- **Exercise requirements**
Would you restate all the data that follows, word for word?

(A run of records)
---------------

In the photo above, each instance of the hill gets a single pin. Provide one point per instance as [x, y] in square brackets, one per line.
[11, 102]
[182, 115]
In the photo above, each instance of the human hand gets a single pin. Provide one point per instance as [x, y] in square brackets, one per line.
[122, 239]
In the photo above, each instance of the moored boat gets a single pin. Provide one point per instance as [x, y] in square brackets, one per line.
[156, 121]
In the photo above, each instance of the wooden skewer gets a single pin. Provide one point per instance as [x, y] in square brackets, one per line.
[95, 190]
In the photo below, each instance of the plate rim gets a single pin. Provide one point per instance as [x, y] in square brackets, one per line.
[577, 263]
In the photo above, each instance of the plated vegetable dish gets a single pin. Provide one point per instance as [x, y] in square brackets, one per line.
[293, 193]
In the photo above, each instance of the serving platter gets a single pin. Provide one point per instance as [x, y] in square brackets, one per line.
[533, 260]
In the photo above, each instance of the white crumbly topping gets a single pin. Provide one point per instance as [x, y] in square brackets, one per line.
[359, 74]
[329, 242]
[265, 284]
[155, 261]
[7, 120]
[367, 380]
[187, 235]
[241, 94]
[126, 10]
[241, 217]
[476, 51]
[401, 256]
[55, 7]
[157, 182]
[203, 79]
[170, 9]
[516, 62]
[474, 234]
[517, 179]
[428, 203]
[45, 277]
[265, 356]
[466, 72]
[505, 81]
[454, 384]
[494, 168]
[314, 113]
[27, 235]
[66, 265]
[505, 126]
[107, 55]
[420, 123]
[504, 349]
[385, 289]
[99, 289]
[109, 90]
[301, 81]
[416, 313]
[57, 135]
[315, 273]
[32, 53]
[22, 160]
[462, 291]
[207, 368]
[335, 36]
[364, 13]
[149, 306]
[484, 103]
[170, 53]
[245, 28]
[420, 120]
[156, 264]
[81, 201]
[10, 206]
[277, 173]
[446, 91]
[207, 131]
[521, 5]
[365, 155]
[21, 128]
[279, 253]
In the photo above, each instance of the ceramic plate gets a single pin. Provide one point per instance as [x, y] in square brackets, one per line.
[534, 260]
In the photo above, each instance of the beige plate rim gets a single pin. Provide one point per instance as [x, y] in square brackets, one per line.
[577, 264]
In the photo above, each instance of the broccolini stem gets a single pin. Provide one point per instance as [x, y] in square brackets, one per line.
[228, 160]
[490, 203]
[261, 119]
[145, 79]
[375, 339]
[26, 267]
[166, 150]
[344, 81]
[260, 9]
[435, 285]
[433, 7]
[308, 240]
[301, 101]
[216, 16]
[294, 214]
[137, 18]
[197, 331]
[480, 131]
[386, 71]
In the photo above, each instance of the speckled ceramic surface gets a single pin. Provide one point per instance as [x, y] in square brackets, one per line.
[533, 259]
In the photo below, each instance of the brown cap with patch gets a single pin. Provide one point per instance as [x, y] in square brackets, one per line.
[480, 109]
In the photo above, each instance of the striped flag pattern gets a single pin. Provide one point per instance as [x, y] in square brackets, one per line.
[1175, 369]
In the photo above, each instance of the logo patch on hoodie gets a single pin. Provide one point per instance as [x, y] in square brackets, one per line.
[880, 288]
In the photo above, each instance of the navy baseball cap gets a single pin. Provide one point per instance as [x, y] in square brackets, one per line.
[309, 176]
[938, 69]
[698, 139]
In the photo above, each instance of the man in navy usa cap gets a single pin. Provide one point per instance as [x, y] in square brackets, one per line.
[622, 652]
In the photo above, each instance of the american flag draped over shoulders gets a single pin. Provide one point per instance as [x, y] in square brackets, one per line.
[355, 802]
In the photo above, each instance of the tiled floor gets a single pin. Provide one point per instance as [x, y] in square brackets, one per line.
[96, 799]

---------------

- **The result**
In the photo above, each instance of the hill gets a single pin. Provide one point per instance as [x, y] in square brackets, one per line.
[11, 102]
[182, 115]
In the photo above, each instance of the human hand gets a single pin. Provide one point per instance as [x, y] in square brackets, one per line.
[122, 239]
In the photo above, each instance of the moored boat gets a single pin. Provide one point per instance as [x, y] in square brackets, one per line.
[156, 121]
In the photo above, each instance of the wooden skewer gets a single pin. Provide one point per instance as [x, y] in square brackets, one per line.
[95, 190]
In the photo below, each instance of the plate rim gets a single pin. Provide one point per instance as [x, y] in square brackets, one per line.
[577, 263]
In the photo above, each instance of the plated vegetable dish gets a single pin. Provide one point per instance as [x, y] in square brackets, one per line.
[293, 193]
In the photo above, each instance of the serving platter gets a single pin. Provide one point per instance as [x, y] in square brackets, one per line.
[533, 260]
In the photo above, each instance of the white crumbly topping gets a single pin. Provide one point per instance as [x, y] in square brackets, one per line.
[359, 74]
[329, 242]
[265, 284]
[155, 261]
[7, 120]
[367, 380]
[187, 235]
[241, 94]
[126, 10]
[241, 217]
[476, 51]
[401, 256]
[55, 7]
[157, 182]
[203, 79]
[170, 9]
[516, 62]
[474, 234]
[517, 179]
[428, 203]
[45, 277]
[265, 356]
[466, 72]
[505, 81]
[454, 384]
[494, 168]
[314, 113]
[27, 235]
[66, 265]
[505, 126]
[107, 55]
[420, 123]
[504, 349]
[385, 289]
[99, 289]
[109, 90]
[301, 81]
[416, 313]
[57, 135]
[315, 273]
[32, 53]
[22, 160]
[462, 291]
[207, 368]
[335, 36]
[364, 13]
[149, 306]
[484, 103]
[170, 53]
[245, 28]
[420, 120]
[156, 264]
[81, 201]
[10, 206]
[277, 173]
[446, 91]
[207, 131]
[521, 5]
[365, 155]
[21, 128]
[279, 253]
In the photo above, each instance of the ceramic plate gets a single pin. Provide one point per instance as [x, y] in square brackets, one per line.
[534, 260]
In the photo above, each instance of the beige plate rim gets a single pin. Provide one point per instance as [x, y] in square brackets, one per line.
[577, 264]
In the photo above, each instance of the broccolini stem gets a single pin. Provide one point per instance as [x, y] in square brackets, one per line.
[228, 160]
[490, 203]
[261, 119]
[145, 79]
[375, 339]
[26, 267]
[166, 150]
[344, 81]
[260, 9]
[435, 285]
[433, 7]
[308, 240]
[301, 101]
[216, 16]
[294, 214]
[137, 18]
[197, 331]
[480, 131]
[386, 71]
In the photo above, each instance of the speckled ceramic surface gets a single pin. Provide one point per instance as [x, y] in square brackets, one per line.
[533, 259]
In the photo below, each instance of the brown cap with patch gets a single pin. Provide one point per instance as [x, y] in square brackets, one per line.
[480, 109]
In the photo above, each instance of the striped flag pattern gets a single pin. Provide one point per instance as [x, y] in square brackets, one per line.
[1175, 369]
In the photo above, each instance of the logo patch on hoodie gets a single pin. Provide one point per instance as [x, y] in square brackets, one per line.
[880, 288]
In the photo above, each instance of the navy baseball cap gets a single pin. Provide one point per instance as [x, y] in square brackets, one per line.
[309, 176]
[938, 69]
[698, 139]
In the photo above, each instance of the man in navy usa cap gets a single pin. Provide one point per instance as [x, y] in square brackets, one per line.
[622, 652]
In the photo above, each instance of the american flag draped over shoulders gets a single pin. Provide one point per instance as [x, y] in square brackets, one per line.
[355, 802]
In the photo above, each instance of the tiled floor gets a single pin. Provide one point per instance as [x, y] in square brackets, one per line.
[96, 799]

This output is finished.